Source data
##############################
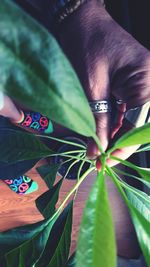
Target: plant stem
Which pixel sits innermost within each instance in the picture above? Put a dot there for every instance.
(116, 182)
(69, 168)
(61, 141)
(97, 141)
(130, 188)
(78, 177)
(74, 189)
##############################
▶ Task instructions
Your answer should be the lines from the one containing "Which pixel sits" to the end of the entries above, restated exactly and alone.

▶ Solution
Which pixel sits innermost within each instance in the picture above? Put a dot there for every instance.
(116, 182)
(69, 168)
(61, 141)
(97, 141)
(130, 188)
(78, 177)
(74, 189)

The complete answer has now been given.